• _What is required_
From the records below, pull out each line containing the word "grey" and copy those lines in full.

• _Record extracts_
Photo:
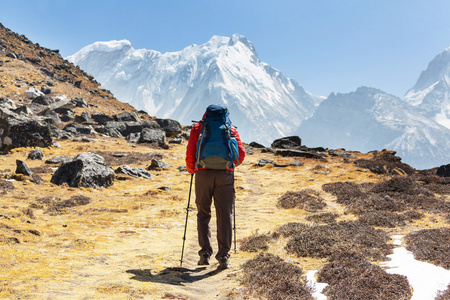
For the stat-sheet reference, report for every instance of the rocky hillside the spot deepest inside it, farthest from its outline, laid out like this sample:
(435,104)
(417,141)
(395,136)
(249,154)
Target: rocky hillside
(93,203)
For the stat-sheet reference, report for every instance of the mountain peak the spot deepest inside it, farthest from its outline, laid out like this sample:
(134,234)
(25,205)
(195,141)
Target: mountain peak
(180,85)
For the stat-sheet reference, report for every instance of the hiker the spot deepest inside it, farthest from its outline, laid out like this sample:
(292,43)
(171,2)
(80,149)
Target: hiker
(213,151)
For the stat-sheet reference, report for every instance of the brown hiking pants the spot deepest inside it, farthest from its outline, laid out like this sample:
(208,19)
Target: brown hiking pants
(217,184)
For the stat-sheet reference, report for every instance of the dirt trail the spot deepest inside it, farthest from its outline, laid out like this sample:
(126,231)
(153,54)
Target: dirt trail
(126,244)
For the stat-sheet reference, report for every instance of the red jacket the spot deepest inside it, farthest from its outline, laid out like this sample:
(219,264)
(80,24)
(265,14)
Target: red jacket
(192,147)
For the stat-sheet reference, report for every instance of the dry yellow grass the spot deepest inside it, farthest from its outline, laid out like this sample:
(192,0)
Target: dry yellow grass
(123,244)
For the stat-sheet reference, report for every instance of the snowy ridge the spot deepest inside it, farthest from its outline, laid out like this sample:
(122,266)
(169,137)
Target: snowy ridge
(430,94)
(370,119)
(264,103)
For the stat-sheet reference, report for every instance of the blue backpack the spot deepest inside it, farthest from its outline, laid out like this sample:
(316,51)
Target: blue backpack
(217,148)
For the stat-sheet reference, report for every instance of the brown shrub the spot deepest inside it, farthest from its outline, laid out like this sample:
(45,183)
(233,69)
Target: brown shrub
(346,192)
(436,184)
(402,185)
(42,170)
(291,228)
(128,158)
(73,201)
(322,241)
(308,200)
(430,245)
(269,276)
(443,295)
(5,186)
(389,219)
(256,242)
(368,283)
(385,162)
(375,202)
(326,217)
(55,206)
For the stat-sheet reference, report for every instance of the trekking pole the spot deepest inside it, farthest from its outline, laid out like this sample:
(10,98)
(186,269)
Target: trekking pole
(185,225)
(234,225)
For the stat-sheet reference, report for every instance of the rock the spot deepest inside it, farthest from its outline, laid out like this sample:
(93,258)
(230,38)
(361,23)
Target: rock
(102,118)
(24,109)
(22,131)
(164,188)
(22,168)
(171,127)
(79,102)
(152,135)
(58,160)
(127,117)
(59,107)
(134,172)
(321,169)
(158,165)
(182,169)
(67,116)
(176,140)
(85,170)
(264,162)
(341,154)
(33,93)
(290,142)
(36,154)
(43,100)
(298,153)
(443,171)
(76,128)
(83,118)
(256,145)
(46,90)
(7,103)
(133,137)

* * *

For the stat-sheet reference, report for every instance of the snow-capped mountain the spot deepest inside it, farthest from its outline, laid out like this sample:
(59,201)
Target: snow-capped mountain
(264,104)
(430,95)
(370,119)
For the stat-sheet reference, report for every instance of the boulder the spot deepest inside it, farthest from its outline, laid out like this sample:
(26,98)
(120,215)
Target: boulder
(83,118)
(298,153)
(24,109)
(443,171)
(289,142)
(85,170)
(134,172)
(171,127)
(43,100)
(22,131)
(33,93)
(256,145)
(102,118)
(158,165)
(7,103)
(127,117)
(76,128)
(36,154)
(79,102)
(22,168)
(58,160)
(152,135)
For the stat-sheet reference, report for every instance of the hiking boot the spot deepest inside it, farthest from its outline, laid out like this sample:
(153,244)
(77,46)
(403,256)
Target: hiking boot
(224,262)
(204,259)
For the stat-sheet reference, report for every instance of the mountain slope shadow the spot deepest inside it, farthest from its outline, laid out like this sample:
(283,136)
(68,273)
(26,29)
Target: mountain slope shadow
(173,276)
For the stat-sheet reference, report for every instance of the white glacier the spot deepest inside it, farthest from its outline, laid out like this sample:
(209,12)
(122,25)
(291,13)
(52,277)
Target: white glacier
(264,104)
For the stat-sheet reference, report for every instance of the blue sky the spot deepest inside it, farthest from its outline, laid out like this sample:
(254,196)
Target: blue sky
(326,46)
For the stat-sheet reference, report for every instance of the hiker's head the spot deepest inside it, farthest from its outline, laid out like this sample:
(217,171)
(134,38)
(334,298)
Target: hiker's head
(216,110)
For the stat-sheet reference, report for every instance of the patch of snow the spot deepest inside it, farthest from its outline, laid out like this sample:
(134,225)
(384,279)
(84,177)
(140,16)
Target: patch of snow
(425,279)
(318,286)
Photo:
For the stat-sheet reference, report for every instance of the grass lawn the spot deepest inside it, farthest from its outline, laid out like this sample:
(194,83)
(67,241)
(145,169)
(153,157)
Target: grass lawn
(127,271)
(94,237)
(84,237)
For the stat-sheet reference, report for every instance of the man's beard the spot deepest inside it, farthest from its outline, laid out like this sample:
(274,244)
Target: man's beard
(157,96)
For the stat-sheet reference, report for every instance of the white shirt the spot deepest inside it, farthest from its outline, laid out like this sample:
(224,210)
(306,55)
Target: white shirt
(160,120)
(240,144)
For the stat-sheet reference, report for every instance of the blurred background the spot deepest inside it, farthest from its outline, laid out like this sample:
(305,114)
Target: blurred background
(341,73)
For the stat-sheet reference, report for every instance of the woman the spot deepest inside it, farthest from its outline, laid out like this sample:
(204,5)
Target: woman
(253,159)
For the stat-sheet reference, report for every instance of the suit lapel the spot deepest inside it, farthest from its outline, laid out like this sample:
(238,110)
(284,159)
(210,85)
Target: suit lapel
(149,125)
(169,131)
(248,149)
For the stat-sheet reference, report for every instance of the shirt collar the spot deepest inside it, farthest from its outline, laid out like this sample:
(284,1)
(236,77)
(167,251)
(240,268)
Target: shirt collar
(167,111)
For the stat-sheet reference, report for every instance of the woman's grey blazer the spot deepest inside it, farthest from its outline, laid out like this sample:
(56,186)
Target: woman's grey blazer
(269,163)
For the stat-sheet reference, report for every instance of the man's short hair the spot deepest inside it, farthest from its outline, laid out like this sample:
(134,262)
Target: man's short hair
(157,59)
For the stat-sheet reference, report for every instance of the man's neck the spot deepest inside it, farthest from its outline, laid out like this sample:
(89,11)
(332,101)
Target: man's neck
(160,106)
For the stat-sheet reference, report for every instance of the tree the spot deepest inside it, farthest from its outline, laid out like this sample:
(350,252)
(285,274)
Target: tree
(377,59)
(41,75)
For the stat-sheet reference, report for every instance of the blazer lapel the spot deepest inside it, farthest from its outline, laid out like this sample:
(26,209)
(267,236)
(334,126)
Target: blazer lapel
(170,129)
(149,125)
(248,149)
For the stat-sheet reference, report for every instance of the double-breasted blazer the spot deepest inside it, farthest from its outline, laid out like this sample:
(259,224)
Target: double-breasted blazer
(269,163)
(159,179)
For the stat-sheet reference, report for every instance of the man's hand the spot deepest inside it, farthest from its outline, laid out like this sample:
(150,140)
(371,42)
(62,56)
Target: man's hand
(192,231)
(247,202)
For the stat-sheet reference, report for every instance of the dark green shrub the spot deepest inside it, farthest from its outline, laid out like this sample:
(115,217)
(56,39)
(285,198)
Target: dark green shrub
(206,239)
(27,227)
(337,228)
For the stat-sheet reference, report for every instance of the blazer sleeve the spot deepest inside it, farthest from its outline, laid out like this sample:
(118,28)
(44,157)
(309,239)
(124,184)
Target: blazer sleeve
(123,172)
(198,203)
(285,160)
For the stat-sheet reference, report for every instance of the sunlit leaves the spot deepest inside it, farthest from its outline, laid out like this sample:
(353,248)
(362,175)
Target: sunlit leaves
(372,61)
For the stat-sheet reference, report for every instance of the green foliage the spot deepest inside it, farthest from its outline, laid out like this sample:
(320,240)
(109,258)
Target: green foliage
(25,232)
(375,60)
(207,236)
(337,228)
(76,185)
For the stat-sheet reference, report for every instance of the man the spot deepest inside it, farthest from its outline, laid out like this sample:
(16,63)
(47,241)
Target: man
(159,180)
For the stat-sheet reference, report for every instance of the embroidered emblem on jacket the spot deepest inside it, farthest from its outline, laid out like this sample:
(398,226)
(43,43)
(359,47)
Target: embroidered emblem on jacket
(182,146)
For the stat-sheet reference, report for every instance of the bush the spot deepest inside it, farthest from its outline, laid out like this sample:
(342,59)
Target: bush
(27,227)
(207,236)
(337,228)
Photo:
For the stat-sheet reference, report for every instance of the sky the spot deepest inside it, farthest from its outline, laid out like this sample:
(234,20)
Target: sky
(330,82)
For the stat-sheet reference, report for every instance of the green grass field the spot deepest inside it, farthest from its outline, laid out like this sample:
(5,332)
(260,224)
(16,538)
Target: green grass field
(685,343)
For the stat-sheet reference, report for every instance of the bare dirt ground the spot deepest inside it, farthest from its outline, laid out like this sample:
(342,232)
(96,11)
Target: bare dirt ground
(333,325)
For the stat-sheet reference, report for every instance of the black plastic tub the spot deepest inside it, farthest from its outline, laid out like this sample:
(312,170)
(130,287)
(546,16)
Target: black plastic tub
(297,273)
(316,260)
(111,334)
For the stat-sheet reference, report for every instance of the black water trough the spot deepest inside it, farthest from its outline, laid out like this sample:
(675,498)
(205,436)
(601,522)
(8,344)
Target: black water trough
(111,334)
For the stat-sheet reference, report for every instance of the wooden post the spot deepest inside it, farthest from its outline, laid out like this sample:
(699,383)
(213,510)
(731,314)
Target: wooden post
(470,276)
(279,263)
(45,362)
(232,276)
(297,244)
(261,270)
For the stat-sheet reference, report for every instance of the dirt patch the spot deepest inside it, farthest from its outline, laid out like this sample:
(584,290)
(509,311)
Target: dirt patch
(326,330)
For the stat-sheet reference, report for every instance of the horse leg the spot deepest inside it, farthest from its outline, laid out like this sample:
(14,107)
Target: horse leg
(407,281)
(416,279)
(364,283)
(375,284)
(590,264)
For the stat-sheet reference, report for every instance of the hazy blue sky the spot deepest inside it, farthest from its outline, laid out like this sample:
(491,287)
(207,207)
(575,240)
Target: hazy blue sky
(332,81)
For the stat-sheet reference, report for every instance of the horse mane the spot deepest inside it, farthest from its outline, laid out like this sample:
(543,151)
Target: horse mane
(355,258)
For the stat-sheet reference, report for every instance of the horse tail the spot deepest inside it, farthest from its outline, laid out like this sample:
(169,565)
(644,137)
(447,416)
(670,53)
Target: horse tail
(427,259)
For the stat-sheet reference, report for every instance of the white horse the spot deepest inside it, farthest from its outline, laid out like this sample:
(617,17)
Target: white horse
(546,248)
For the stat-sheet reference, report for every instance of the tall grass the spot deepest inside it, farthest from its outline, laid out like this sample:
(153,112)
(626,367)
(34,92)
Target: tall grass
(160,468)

---

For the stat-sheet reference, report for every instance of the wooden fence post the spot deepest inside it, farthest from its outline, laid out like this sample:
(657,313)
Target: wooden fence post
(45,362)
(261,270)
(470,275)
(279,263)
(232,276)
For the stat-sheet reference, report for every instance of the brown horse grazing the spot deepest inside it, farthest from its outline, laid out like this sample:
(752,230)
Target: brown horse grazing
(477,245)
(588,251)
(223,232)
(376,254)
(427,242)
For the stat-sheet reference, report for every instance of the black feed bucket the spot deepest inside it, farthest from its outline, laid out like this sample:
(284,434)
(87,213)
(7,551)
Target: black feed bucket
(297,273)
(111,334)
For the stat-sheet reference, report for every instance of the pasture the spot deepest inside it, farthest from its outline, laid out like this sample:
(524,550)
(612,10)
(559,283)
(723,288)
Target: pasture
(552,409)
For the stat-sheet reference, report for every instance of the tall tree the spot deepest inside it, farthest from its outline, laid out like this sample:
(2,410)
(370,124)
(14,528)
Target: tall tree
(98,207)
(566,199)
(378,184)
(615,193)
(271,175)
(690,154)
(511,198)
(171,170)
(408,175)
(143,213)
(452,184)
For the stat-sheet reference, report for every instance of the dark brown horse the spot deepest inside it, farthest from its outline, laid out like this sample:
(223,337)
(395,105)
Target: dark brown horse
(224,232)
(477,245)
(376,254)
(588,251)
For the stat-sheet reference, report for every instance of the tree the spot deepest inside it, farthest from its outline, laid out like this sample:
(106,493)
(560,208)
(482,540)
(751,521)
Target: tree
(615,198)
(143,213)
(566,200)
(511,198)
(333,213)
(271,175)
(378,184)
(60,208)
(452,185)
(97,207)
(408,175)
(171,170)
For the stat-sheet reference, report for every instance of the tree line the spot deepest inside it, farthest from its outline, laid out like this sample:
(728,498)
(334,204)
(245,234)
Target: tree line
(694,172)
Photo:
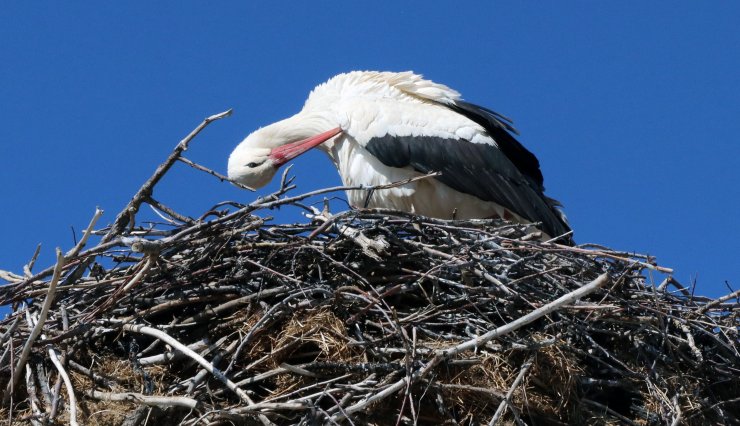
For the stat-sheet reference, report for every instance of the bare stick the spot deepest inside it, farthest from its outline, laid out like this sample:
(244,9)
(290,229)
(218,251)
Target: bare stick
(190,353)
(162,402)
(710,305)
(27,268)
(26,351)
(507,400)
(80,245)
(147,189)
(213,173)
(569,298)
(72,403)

• _Completed exercise_
For the stat-sheet reference, report for every instance of the woman's grey blazer the spot deepest inside it, farthest from its outline, laid out like this sample:
Target: woman's grey blazer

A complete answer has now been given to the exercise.